(Data items)

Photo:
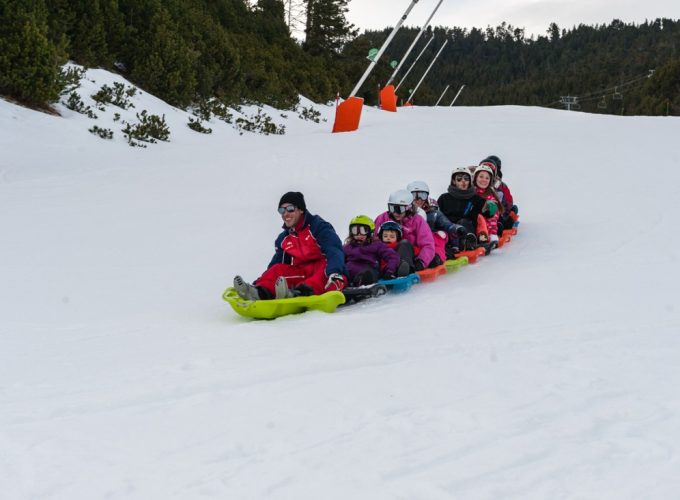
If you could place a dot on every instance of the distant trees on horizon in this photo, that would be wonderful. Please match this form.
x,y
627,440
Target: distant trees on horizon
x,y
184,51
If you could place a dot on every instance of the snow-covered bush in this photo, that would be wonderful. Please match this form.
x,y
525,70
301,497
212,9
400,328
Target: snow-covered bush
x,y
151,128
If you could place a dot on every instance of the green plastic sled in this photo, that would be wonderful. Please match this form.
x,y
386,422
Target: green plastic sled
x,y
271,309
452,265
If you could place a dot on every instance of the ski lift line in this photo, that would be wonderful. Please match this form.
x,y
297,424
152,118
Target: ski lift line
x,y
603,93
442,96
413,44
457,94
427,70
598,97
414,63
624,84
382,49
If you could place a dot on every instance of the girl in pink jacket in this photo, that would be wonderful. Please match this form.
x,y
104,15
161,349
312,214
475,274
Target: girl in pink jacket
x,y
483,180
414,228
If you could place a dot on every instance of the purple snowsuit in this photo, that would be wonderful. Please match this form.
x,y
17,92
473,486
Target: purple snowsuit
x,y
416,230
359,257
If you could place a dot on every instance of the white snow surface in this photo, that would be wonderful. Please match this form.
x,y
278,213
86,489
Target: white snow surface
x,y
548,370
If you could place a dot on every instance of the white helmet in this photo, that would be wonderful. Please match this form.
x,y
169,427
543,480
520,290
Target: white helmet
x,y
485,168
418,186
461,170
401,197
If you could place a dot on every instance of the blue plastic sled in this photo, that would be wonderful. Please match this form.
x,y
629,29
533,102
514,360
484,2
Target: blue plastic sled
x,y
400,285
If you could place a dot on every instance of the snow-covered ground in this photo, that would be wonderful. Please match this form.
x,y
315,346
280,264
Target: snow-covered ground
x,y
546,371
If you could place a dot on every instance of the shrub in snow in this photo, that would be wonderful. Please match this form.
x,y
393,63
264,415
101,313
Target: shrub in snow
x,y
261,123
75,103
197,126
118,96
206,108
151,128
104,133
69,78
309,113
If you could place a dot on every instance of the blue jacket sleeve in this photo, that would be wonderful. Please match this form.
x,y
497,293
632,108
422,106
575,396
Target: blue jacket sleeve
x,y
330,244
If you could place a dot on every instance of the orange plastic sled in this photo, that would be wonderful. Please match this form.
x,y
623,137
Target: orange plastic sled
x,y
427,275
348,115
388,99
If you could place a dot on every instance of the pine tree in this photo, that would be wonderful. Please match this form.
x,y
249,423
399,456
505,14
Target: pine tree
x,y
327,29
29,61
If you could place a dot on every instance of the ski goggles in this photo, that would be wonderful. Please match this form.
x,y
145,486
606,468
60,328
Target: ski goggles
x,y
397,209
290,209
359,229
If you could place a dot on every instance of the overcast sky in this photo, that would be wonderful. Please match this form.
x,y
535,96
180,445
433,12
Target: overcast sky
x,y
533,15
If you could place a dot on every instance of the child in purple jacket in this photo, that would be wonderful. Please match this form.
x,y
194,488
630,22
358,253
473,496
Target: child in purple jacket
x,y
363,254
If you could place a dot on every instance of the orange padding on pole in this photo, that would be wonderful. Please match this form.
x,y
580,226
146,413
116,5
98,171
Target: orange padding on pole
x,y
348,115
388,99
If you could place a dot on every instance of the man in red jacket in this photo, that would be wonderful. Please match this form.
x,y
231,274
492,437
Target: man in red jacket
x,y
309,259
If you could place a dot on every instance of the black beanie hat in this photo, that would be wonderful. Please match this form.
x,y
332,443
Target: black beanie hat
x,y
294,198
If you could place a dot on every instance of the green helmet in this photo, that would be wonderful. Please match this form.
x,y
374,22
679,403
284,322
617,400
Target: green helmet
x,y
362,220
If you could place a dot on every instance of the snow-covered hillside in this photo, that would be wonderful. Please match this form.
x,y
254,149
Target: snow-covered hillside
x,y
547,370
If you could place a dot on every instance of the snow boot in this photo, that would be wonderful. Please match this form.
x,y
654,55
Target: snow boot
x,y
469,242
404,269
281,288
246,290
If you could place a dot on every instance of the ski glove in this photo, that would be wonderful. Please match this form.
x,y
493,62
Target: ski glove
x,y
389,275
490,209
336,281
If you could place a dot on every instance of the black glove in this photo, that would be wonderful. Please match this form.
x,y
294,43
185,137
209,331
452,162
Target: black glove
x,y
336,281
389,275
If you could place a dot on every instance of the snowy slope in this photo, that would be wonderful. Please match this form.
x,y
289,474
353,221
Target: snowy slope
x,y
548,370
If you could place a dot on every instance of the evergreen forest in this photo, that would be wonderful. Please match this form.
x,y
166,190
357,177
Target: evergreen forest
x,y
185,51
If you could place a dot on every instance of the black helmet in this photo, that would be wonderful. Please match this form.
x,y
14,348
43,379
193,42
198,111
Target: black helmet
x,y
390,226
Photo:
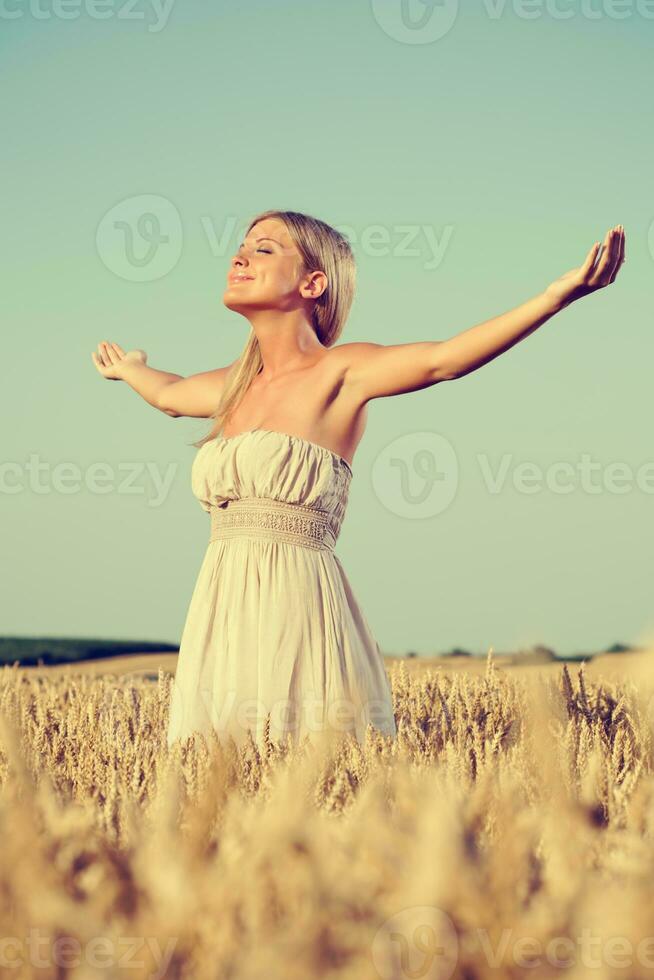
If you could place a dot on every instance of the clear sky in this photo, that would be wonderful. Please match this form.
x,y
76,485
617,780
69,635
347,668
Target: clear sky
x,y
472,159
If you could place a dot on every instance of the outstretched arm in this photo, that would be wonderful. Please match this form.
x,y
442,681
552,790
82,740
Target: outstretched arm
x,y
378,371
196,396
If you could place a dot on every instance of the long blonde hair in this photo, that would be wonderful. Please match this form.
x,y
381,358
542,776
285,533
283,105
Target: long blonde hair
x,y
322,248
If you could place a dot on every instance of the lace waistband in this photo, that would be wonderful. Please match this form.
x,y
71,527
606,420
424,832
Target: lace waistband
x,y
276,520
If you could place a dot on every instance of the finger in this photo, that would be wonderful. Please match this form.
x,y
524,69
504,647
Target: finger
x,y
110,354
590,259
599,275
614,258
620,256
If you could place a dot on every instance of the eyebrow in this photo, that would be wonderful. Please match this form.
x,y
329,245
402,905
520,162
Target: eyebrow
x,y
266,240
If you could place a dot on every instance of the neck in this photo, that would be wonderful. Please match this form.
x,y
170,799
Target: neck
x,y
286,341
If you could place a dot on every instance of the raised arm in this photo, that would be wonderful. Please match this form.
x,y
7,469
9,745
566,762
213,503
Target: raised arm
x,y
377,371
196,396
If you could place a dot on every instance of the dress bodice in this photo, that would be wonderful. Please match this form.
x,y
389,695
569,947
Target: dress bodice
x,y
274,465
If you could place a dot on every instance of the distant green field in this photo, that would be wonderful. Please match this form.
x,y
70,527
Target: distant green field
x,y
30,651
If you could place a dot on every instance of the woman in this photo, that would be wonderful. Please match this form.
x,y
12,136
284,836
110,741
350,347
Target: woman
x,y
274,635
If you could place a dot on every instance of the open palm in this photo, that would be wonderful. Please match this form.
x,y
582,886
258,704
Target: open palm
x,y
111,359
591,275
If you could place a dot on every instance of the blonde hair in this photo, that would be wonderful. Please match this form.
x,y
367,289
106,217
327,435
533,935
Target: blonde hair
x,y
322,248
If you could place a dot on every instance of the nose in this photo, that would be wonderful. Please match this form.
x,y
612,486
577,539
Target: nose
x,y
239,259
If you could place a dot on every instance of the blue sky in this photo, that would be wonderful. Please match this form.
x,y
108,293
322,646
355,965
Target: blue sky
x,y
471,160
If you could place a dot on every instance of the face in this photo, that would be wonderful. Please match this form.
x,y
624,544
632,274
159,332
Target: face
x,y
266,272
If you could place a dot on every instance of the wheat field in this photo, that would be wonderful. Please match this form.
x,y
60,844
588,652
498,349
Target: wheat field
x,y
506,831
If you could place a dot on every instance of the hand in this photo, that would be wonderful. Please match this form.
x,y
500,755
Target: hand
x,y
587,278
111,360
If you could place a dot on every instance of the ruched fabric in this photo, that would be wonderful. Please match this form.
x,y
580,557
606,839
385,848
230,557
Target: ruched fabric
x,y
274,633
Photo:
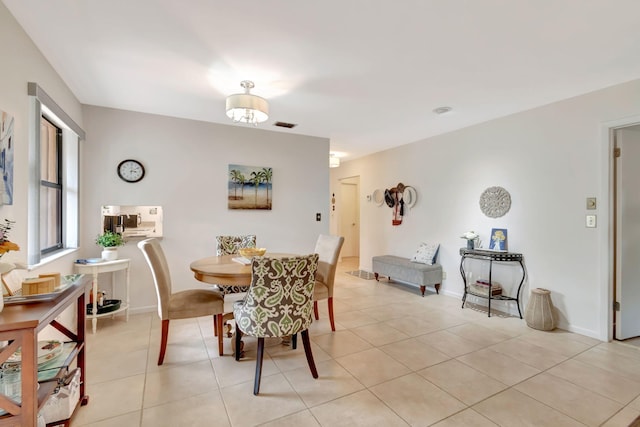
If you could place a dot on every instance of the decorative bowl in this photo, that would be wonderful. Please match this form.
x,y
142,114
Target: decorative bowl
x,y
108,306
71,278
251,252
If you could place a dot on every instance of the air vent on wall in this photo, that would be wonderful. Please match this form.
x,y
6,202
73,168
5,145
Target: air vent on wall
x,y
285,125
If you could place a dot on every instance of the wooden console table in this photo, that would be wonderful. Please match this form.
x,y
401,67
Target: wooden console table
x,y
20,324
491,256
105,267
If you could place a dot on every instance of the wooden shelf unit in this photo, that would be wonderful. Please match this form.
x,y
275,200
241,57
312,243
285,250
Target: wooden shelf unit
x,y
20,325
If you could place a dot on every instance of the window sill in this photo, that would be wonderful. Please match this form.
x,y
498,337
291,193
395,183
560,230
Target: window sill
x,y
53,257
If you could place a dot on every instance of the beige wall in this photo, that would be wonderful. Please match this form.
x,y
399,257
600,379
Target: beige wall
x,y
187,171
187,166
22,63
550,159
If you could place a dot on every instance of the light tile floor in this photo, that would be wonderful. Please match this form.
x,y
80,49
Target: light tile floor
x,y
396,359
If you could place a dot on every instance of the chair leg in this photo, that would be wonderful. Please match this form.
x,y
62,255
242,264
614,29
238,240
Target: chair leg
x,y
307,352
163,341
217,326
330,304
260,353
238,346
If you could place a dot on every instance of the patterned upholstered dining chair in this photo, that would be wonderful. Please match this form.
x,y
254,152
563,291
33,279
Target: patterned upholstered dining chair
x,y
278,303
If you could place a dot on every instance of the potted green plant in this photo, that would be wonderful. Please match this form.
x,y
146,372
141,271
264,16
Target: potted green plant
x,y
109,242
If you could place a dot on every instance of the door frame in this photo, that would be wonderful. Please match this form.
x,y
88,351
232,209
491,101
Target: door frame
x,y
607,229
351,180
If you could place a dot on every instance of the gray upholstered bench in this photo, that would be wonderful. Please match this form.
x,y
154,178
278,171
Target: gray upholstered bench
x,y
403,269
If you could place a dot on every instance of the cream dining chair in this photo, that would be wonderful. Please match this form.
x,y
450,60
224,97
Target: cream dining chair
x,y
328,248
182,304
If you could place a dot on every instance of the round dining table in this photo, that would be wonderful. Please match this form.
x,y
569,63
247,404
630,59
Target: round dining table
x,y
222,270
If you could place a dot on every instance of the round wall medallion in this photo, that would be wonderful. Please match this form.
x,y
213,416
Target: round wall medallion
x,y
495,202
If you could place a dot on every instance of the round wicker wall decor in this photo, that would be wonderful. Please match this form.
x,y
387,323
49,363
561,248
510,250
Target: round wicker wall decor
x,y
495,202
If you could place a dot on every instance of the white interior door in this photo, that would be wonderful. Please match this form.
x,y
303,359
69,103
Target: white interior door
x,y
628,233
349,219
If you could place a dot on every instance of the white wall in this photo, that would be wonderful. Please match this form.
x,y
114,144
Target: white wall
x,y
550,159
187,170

§ Task to complete
What needs duplicating is the run of lines from the one containing "the round wicker" through the last line of the entries above, exact and complete.

§ The response
If you could place a dot on every instance of the round wicker wall decor in this photo, that would be wonderful. Please match this form.
x,y
387,323
49,363
561,248
510,250
Target: round wicker wall decor
x,y
495,202
If you could place a dot on every instance of the white interior door in this photo, that would be wonderful. Please match this form.
x,y
303,359
69,103
Target: white interior door
x,y
628,233
349,219
If you could place a dot on every instance of the white wall in this photo, that would be wonderful. Please match this form.
x,y
114,144
Target: white wall
x,y
550,159
187,170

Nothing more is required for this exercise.